### AIM OF THE EXERCISE
Arrange every line of the listing below as a Markdown table with a "Number" column and a "Line" column, and skip blank lines. Leave out the pictures.

Start INFORMATION SHOWN

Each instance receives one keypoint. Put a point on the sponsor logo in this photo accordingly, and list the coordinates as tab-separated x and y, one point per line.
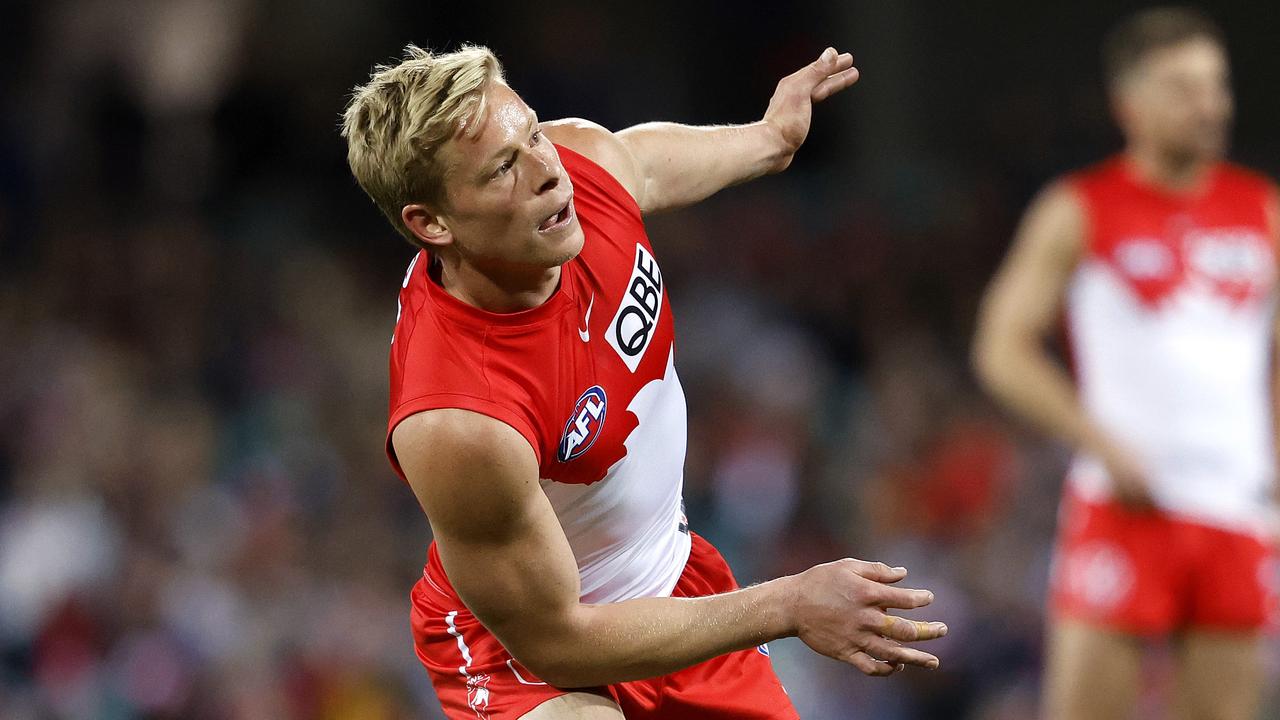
584	424
1229	254
1100	575
1146	258
632	326
585	331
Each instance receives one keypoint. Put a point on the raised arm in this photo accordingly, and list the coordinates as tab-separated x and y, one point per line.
507	556
667	165
1020	309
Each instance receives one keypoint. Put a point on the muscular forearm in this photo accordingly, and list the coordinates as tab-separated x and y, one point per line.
600	645
682	164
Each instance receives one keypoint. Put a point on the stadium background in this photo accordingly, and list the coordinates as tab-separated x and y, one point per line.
196	515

End INFORMATION SHOWN

### IN RESPONSE
| Number | Line |
|---|---|
| 1 | Each instance receives one keypoint. Put a point on the sponsor logo in this photo accordingly, and list the coordinates as tab-separated x and y, one point per line. |
| 2 | 584	424 |
| 3 | 1229	254 |
| 4 | 1100	575 |
| 5 | 1146	258 |
| 6 | 632	326 |
| 7 | 585	331 |
| 8 | Each instance receives one keypoint. Put a point on the raised arm in this photo accordingly, and list the coordinates as tab-separated x and y, one point per line. |
| 9 | 507	556 |
| 10 | 667	165 |
| 11 | 1020	309 |
| 12 | Each instance receives one keypoint. Put a point on the muscular forearm in this photo accordingly, and list the coordinates as tab-separated x and y, one point per line. |
| 13 | 600	645 |
| 14 | 682	164 |
| 15 | Each instance receives one keypoint. Put a point on the stadium background in this photo accordingly, and list the coordinates as tab-separated x and y, one point per line. |
| 16 | 196	515 |